> [DIRECTIONS FOR THIS TASK] Show each row below that contains the word "sign", copied in full.

> [SOURCE MATERIAL]
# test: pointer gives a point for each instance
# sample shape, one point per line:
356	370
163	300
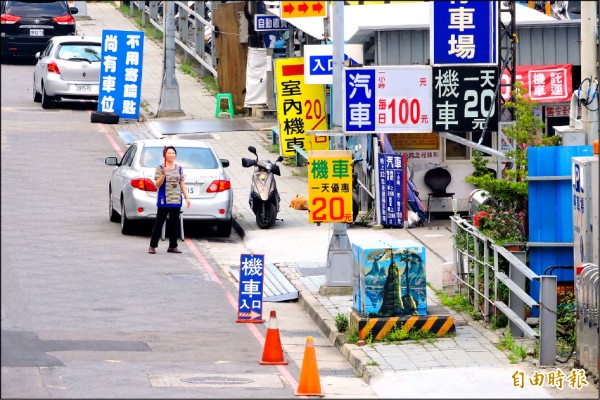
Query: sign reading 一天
251	288
121	73
464	32
330	186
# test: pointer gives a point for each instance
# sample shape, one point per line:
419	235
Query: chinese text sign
387	99
300	108
392	190
330	186
464	32
121	73
251	288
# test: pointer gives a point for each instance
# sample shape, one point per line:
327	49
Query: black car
26	26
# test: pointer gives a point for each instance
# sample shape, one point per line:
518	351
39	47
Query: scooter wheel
265	215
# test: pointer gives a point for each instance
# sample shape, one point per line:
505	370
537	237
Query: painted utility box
389	278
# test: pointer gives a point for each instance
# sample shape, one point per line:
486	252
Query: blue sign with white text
360	100
251	288
121	73
464	32
391	186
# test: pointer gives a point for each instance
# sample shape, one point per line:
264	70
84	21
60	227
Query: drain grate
217	380
303	271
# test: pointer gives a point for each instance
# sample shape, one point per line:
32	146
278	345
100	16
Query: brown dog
299	203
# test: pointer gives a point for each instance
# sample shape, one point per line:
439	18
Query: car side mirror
111	161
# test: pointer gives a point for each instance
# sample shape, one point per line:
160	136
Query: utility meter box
585	210
570	136
389	278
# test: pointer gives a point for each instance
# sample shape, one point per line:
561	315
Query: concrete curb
324	320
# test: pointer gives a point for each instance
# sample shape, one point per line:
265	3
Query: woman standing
170	181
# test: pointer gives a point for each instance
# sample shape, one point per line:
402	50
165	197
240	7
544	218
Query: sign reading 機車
387	99
463	98
392	188
300	108
121	73
464	32
330	186
251	288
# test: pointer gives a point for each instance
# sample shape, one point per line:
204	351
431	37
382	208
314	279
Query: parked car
132	193
69	68
27	25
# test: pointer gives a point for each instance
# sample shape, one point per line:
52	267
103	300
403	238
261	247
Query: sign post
251	288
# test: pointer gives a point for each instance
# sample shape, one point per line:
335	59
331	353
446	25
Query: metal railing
473	253
194	34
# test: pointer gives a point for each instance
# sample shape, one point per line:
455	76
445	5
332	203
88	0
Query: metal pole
169	96
548	320
339	256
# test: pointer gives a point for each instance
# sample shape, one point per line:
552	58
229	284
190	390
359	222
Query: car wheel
113	216
47	101
104	117
224	228
37	97
125	223
265	217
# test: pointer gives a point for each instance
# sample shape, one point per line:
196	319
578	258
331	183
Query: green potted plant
504	220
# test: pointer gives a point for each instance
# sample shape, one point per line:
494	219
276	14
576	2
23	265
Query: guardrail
473	252
194	44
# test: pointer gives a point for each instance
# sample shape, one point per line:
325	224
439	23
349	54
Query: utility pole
340	263
169	104
589	69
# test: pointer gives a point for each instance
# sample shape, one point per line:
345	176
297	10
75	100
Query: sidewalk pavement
467	365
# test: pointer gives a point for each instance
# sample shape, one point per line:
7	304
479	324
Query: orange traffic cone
310	383
273	353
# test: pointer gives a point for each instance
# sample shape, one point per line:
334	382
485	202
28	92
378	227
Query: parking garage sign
464	32
121	73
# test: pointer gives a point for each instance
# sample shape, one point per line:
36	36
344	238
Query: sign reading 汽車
464	32
544	83
392	186
464	98
121	73
300	108
387	99
251	288
330	186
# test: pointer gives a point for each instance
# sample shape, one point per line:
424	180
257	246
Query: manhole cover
217	380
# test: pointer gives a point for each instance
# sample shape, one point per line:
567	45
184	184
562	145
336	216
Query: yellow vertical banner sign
330	186
300	108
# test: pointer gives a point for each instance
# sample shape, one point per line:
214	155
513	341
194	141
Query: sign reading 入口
251	288
121	73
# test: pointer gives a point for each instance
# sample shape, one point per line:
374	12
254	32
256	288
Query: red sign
544	83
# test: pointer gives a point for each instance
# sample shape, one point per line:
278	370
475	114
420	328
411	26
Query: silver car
68	68
132	193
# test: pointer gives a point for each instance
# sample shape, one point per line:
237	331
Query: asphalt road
86	312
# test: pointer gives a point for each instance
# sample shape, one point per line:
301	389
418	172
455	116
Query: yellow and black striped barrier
378	328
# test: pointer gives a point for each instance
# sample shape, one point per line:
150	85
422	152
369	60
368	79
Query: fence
476	254
189	36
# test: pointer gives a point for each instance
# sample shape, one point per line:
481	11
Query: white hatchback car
69	67
132	193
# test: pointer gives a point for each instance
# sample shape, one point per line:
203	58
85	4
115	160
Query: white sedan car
132	193
68	68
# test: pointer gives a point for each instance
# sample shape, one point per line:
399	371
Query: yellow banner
330	186
300	108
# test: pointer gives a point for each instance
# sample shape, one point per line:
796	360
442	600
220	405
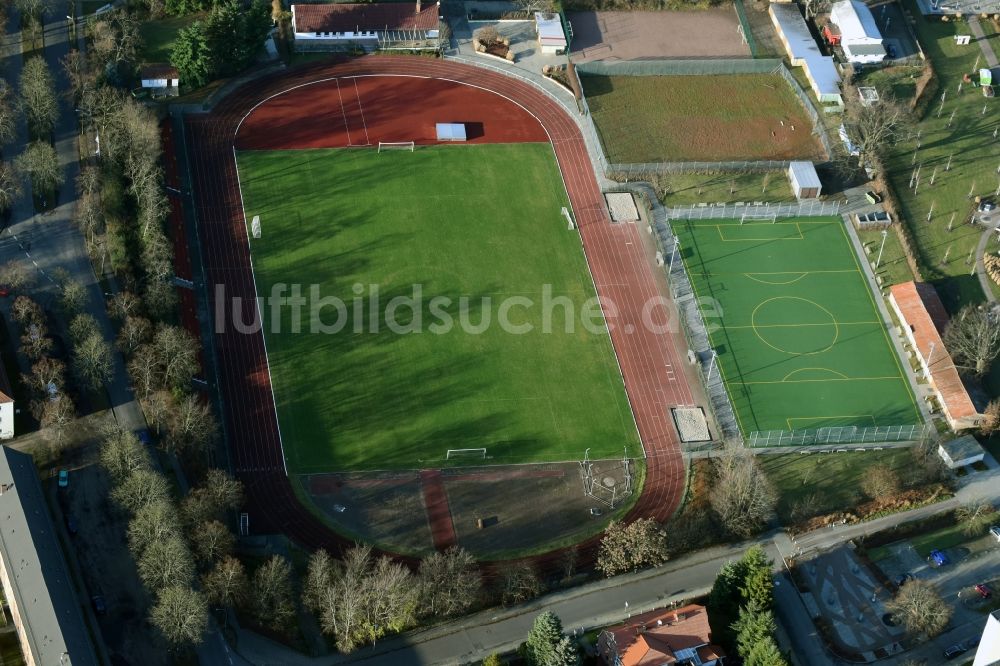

> [RESULT]
Query: sign reading 一天
Query: chinese text sign
Query: blue sign with white text
Query: sign reading 機車
Query: sign post
Query: parking garage sign
Query: sign reading 汽車
Query: yellow vertical banner sign
Query: sign reading 入口
Query: red sign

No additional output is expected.